EXTRAIT DU TEXTE =>
################
CHAPITRE V - HORACE ET SES OUVRAGES


 

II - ÉPÎTRE 19. A MÉCÈNE.

Objet et plan de l’épître. Horace et les imitateurs. Il revendique pour lui l’originalité.
Horace et les coteries de grammairiens. Les lectures publiques, l'enseignement des écoles, la question des anciens et des modernes.
Position d'Horace dans le monde des lettres.


 

CETTE lettre est comme une suite de la précédente. Les trois premiers livres des Odes, dont Horace annonçait l'envoi à Auguste, viennent d'être publiés. Auguste, en homme de goût, leur a fait bon accueil les admirant même, au dire de Suétone, comme des œuvres assurées de vivre: mansura perpetuo. Mais tout le monde n'a pas été de son avis, d'abord les petits écrivains envieux, les poètes médiocres qu'irrite toute production du génie ou seulement du talent et qui essaient aussitôt de rabaisser ce qui les dépasse, puis une autre catégorie d'ennemis qu'Horace semble prendre spécialement à partie dans sa lettre, les grammairiens, c'est-à-dire les critiques. Son épître sera donc avant tout une épître littéraire, la seule même du premier livre qui le soit à proprement parler, étant la seule où il expose quelques-unes de ses idées sur l'art d'écrire. Mais comme il ne s'en tient pas volontiers à la théorie pure et qu’il a ici en particulier à se défendre contre des attaques, l'épître sera en outre conçue sur un ton d'ironie satirique et d'apologie personnelle, qui permet de la rapprocher des satires 4, et 10 du livre I et 1 du livre II.

La composition en est très nette, plus nette à coup sûr que celle de beaucoup d'autres épîtres. Elle se divise en trois parties qui s'enchaînent : 1° Horace se moque des imitateurs ; 2° il revendique hautement pour son œuvre l'originalité ; 3° si malgré ce mérite il n'est pas populaire, c'est qu'il dédaigne la réclame et ne descend point à solliciter les suffrages des grammairiens critiques. Dans l'exécution, bien entendu, cet ennemi de la rigueur didactique n'accuse pas les divisions autant que je viens de le faire. Le début même n'annonce pas ce qui sera la matière de sa lettre. C'est assez son usage; il arrive au sujet comme dans une conversation, peu à peu; l'idée essentielle est amenée par une anecdote, une réflexion générale, un développement en apparence étranger. Ainsi, il parle d’abord de Cratinus, d'Homère, d'Ennius, des vieux poètes buveurs qui ont interdit la poésie aux gens sobres (1), et de tous ceux qui croient à leur exemple que, pour paraître inspirée, il faut que leur Muse sente le vin dès le lever du jour (2). Tout cela ne laisse pas deviner où il veut en venir. Son objet principal, on le saura par la suite, est de répondre à des accusations. Or l'accusé se fait ici accusateur; attaqué, c'est lui qui attaque. Non qu'il cherche à donner le change; mais il n'a pu contenir sa colère. Il a beau avoir renoncé au genre de la satire; l'ardeur satirique est toujours en lui, prête à se réveiller. Les questions littéraires, notamment, ont le don d'émouvoir sa bile. On lui reproche de ne pas être original, de copier Archiloque et Alcée; il riposte en prenant hardiment l'offensive. De là ce développement sur les imitateurs, jeté en tête; il lui fallait d'abord charger l'adversaire.
################
DONNÉES FOURNIES =>
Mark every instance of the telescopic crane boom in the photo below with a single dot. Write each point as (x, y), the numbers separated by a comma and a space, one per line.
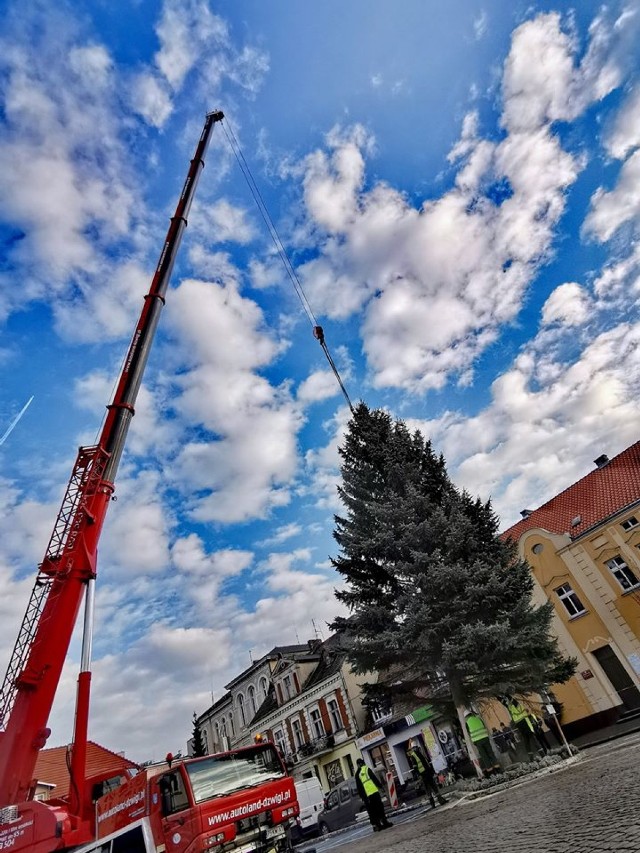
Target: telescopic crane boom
(70, 562)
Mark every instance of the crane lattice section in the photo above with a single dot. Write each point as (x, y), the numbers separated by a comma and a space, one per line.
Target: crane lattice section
(86, 475)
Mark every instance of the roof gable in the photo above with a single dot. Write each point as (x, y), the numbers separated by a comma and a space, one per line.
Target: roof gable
(51, 766)
(601, 494)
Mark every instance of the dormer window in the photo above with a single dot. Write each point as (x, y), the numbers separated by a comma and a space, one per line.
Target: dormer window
(243, 719)
(287, 684)
(252, 701)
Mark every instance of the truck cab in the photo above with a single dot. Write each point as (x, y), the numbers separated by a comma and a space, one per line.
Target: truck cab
(240, 800)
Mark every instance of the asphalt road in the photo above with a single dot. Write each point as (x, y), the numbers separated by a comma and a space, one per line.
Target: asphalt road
(590, 807)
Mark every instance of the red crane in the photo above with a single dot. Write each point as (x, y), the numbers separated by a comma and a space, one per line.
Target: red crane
(68, 569)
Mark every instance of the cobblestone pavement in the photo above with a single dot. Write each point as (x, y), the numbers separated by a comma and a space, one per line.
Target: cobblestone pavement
(592, 807)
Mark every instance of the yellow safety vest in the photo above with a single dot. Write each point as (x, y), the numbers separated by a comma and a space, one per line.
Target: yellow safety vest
(416, 758)
(368, 784)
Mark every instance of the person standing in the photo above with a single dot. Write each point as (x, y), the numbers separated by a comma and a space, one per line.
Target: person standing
(539, 733)
(480, 739)
(369, 788)
(523, 725)
(423, 767)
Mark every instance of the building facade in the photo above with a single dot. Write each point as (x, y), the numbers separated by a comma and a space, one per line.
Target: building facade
(583, 547)
(304, 698)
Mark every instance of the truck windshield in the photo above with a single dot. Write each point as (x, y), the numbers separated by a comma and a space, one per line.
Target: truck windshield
(222, 774)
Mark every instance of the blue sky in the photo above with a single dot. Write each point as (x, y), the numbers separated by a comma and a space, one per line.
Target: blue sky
(457, 186)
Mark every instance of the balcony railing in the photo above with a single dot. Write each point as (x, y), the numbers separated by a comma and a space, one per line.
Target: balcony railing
(315, 746)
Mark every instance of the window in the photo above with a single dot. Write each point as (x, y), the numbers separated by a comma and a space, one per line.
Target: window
(622, 573)
(252, 700)
(288, 687)
(569, 598)
(278, 736)
(264, 688)
(243, 719)
(174, 795)
(296, 728)
(336, 716)
(317, 726)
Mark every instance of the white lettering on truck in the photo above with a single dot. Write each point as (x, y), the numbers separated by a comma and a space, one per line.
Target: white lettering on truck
(248, 808)
(120, 807)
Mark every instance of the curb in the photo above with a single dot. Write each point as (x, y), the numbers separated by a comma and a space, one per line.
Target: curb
(471, 796)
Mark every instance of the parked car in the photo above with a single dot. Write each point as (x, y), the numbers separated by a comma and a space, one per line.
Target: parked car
(311, 801)
(341, 806)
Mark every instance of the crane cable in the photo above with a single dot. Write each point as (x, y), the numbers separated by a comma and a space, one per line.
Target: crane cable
(318, 331)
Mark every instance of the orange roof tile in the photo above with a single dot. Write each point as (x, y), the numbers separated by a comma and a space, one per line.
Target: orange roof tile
(602, 493)
(51, 766)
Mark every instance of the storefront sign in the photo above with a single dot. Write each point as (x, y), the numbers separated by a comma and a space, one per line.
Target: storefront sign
(370, 738)
(334, 773)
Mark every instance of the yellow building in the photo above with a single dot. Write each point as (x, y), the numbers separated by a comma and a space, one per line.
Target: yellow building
(584, 550)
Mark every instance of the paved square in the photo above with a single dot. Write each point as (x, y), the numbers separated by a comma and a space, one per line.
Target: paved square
(592, 807)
################
CONSIGNES DE TRAVAIL => Citez mot pour mot le passage de l'extrait sur l'épître d'Horace à Mécène, en commençant par « II - ÉPÎTRE » et en poursuivant jusqu'à « et des modernes. ».

SOLUTION PROPOSÉE =>
II - ÉPÎTRE 19. A MÉCÈNE.

Objet et plan de l’épître. Horace et les imitateurs. Il revendique pour lui l’originalité.
Horace et les coteries de grammairiens. Les lectures publiques, l'enseignement des écoles, la question des anciens et des modernes.